Given request: Give the material once more, word for word, without any images.
※
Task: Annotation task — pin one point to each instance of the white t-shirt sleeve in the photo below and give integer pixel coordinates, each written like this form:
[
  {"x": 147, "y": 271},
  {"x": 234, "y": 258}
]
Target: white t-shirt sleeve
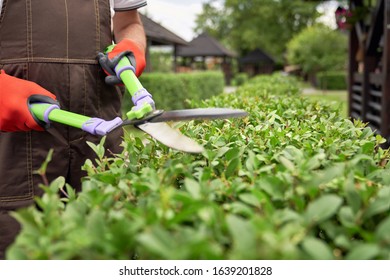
[{"x": 125, "y": 5}]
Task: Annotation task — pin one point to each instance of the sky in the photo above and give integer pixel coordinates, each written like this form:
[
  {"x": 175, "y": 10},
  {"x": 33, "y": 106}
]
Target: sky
[{"x": 179, "y": 16}]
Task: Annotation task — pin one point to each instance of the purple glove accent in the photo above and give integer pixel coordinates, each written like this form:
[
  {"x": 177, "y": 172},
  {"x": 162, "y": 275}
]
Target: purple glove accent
[
  {"x": 101, "y": 127},
  {"x": 91, "y": 125},
  {"x": 124, "y": 68},
  {"x": 141, "y": 97},
  {"x": 48, "y": 111},
  {"x": 106, "y": 126}
]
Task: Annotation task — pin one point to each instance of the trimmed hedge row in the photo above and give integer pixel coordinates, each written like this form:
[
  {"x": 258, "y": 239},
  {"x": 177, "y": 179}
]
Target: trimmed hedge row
[
  {"x": 293, "y": 180},
  {"x": 172, "y": 90}
]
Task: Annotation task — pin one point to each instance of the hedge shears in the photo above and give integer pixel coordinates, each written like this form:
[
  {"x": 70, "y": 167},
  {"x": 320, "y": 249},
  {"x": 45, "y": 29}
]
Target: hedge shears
[{"x": 145, "y": 118}]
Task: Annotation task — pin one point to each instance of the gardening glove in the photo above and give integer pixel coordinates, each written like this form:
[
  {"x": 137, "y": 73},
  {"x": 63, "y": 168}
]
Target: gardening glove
[
  {"x": 114, "y": 53},
  {"x": 16, "y": 95}
]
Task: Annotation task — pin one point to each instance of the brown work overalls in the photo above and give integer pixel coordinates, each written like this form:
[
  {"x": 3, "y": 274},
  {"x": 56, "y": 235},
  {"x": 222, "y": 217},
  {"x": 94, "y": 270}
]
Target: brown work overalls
[{"x": 53, "y": 43}]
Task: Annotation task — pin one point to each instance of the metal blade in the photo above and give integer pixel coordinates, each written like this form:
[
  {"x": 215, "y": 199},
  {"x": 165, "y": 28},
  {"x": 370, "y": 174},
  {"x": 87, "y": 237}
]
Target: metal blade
[
  {"x": 171, "y": 137},
  {"x": 189, "y": 114},
  {"x": 201, "y": 113}
]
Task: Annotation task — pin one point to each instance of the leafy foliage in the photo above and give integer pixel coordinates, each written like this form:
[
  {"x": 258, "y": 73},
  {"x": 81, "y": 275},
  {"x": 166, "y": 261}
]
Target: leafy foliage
[
  {"x": 172, "y": 90},
  {"x": 247, "y": 25},
  {"x": 318, "y": 48},
  {"x": 293, "y": 180}
]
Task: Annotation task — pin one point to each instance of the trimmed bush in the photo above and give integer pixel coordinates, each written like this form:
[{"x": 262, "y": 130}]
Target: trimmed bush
[
  {"x": 334, "y": 80},
  {"x": 172, "y": 90},
  {"x": 293, "y": 180}
]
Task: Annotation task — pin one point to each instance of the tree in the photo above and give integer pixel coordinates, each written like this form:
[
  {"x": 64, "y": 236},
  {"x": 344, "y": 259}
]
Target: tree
[
  {"x": 318, "y": 48},
  {"x": 267, "y": 24}
]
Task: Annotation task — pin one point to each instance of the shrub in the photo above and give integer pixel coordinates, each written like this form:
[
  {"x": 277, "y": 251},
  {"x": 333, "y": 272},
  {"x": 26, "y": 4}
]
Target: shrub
[
  {"x": 334, "y": 80},
  {"x": 173, "y": 90},
  {"x": 293, "y": 180}
]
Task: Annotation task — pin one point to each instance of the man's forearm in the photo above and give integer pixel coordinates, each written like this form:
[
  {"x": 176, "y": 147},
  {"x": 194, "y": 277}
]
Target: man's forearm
[{"x": 128, "y": 25}]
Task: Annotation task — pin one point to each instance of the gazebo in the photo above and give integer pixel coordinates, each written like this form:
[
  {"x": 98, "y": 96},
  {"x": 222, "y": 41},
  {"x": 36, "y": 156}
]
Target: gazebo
[
  {"x": 205, "y": 46},
  {"x": 157, "y": 35},
  {"x": 369, "y": 64}
]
※
Exercise answer:
Task: Annotation task — pin one point to each instance of the white t-shirt sleeve in the photo below and give integer pixel coordinates, each written like this form:
[
  {"x": 147, "y": 271},
  {"x": 234, "y": 258}
]
Target: white t-shirt sleeve
[{"x": 125, "y": 5}]
Task: Annotation task — pin one point to each instance of the sky in the photo above and give integer pixel coordinates, each written like this form:
[
  {"x": 175, "y": 10},
  {"x": 33, "y": 106}
]
Target: sky
[{"x": 179, "y": 16}]
Task: Annotation task — pin one point to each instance of the purple glove accent in the photo above and give integer pixel coordinates, each written like this form:
[
  {"x": 177, "y": 172},
  {"x": 162, "y": 275}
]
Target: purple glove accent
[
  {"x": 101, "y": 127},
  {"x": 91, "y": 125},
  {"x": 124, "y": 68},
  {"x": 141, "y": 97},
  {"x": 48, "y": 111},
  {"x": 106, "y": 126}
]
Task: Annotation task — pin one point to each instance of the trimmed hedge row in the photo above and give integer pixel coordinates, each written like this form:
[
  {"x": 258, "y": 239},
  {"x": 177, "y": 179}
]
Target: trimmed hedge row
[
  {"x": 293, "y": 180},
  {"x": 172, "y": 90}
]
Task: Annotation task — pin one point to each instance of the hedge shears in the photo above and give integer pixel coordinates, each written like this form:
[
  {"x": 70, "y": 167},
  {"x": 320, "y": 249},
  {"x": 45, "y": 29}
]
Target: hedge shears
[{"x": 145, "y": 118}]
Task: Annotation task — pin one point to each instance of the gardening glove in the photo above and give integer pixel coordinates, each written like this form:
[
  {"x": 137, "y": 73},
  {"x": 63, "y": 168}
]
Target: gardening glove
[
  {"x": 114, "y": 53},
  {"x": 16, "y": 95}
]
Task: Annotation task — pin one point to each instance of the brown work overalls in the photo above and give integer pixel coordinates, each written like this form:
[
  {"x": 3, "y": 274},
  {"x": 56, "y": 235},
  {"x": 222, "y": 217},
  {"x": 94, "y": 270}
]
Target: brown work overalls
[{"x": 53, "y": 43}]
Task: Annotation task — pin one point to each instance of the metal blade in the photo above and give integer pixel coordinates, each written like this form:
[
  {"x": 215, "y": 199},
  {"x": 165, "y": 28},
  {"x": 370, "y": 174},
  {"x": 87, "y": 237}
]
Target: metal blade
[
  {"x": 171, "y": 137},
  {"x": 189, "y": 114},
  {"x": 201, "y": 113}
]
Task: Annotation task — pin one point to each instance of the leafy foliage in the photo above and give integer pixel coordinates, each written like this form:
[
  {"x": 258, "y": 73},
  {"x": 81, "y": 275},
  {"x": 166, "y": 261}
]
Target: leafy foliage
[
  {"x": 172, "y": 90},
  {"x": 247, "y": 25},
  {"x": 318, "y": 48},
  {"x": 293, "y": 180}
]
Task: Annotation task — pin one point to each instance of the trimmed bush in the photo above and give integer pixel coordinates, each written like this form:
[{"x": 262, "y": 130}]
Target: trimmed bush
[
  {"x": 334, "y": 80},
  {"x": 172, "y": 90},
  {"x": 293, "y": 180}
]
Task: Annotation task — pin one point to each instance of the tree in the photo above and give integer pixel coordinates, each written like this form:
[
  {"x": 64, "y": 236},
  {"x": 344, "y": 259}
]
Target: tree
[
  {"x": 318, "y": 48},
  {"x": 267, "y": 24}
]
Task: Annotation task — pin one point to each instance of the shrub in the photo above and give integer pixel coordinates, each written like this form:
[
  {"x": 277, "y": 251},
  {"x": 333, "y": 272},
  {"x": 26, "y": 4}
]
Target: shrub
[
  {"x": 334, "y": 80},
  {"x": 173, "y": 90},
  {"x": 293, "y": 180}
]
Task: Annotation task — pin one point to each instance of the man's forearm in the photo above and give integer pixel coordinates, each written like this form:
[
  {"x": 176, "y": 147},
  {"x": 194, "y": 277}
]
Target: man's forearm
[{"x": 128, "y": 25}]
Task: Annotation task — pin one point to each instance of the gazebo in the photo above and give integer pixel coordinates, each written like this form:
[
  {"x": 98, "y": 96},
  {"x": 222, "y": 41},
  {"x": 36, "y": 156}
]
Target: gazebo
[
  {"x": 205, "y": 46},
  {"x": 157, "y": 35},
  {"x": 369, "y": 64}
]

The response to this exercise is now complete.